● **Exercise requirements**:
Report how many lines in the data include the string "speckled", and add nothing else.

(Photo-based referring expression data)
--------------------------------

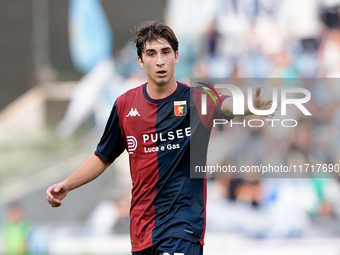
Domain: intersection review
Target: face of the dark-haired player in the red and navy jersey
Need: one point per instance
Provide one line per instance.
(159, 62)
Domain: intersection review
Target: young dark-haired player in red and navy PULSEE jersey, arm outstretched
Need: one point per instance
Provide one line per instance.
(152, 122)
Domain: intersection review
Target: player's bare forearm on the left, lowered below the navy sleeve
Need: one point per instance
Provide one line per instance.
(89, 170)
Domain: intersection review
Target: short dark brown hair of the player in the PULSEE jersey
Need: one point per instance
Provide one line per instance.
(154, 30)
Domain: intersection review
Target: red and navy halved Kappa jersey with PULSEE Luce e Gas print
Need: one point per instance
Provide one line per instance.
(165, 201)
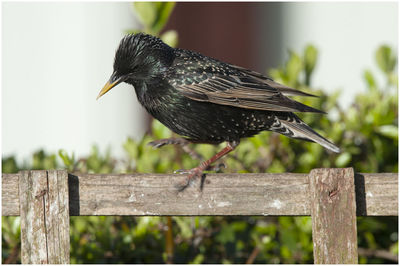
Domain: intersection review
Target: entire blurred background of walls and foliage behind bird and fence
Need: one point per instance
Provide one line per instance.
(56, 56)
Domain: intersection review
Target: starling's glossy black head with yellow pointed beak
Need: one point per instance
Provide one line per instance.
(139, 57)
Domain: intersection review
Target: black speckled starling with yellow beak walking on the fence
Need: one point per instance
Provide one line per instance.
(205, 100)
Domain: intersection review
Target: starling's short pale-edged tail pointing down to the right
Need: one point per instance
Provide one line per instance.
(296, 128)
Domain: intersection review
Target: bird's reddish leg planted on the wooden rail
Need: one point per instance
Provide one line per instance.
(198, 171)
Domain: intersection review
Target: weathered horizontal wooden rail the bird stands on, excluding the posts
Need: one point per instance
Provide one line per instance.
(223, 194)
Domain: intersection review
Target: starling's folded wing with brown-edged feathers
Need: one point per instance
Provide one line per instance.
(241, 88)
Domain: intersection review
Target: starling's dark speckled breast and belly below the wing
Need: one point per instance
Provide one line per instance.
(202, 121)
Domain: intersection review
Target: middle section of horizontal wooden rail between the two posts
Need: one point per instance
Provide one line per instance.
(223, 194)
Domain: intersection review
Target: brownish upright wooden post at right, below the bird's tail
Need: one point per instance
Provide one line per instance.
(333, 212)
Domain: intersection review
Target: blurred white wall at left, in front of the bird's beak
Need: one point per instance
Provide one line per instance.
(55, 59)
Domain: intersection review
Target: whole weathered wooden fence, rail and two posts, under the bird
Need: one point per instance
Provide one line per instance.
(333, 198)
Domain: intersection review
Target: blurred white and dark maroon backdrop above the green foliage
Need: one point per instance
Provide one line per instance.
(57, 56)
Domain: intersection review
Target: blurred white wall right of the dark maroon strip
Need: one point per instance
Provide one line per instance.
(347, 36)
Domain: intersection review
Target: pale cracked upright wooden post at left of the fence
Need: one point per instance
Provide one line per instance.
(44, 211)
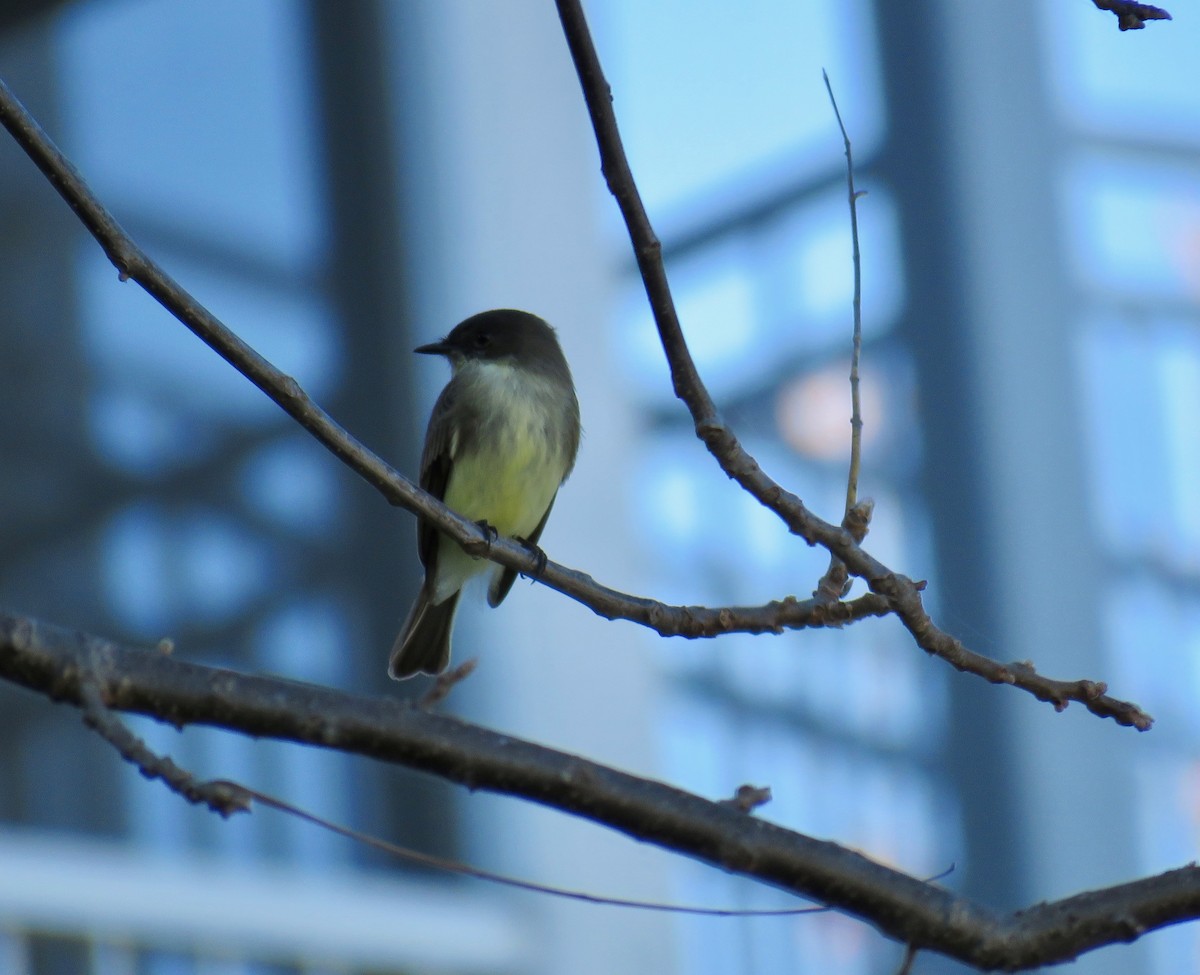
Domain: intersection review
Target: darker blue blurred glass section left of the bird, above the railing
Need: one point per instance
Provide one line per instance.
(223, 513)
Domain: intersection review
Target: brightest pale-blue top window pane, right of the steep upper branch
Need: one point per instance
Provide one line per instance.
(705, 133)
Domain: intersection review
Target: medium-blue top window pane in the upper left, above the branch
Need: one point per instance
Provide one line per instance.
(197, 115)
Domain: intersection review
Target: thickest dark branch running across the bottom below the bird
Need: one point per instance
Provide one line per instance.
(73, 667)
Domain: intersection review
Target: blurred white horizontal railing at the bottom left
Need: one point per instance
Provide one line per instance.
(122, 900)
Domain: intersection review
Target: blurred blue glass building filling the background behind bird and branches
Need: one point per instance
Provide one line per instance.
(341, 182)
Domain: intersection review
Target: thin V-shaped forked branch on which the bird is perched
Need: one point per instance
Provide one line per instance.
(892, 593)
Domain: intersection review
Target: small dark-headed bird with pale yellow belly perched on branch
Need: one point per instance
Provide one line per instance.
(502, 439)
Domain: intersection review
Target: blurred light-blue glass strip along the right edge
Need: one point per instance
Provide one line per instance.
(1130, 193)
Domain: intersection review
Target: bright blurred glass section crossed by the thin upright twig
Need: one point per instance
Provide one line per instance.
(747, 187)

--------------------------------

● **Your response**:
2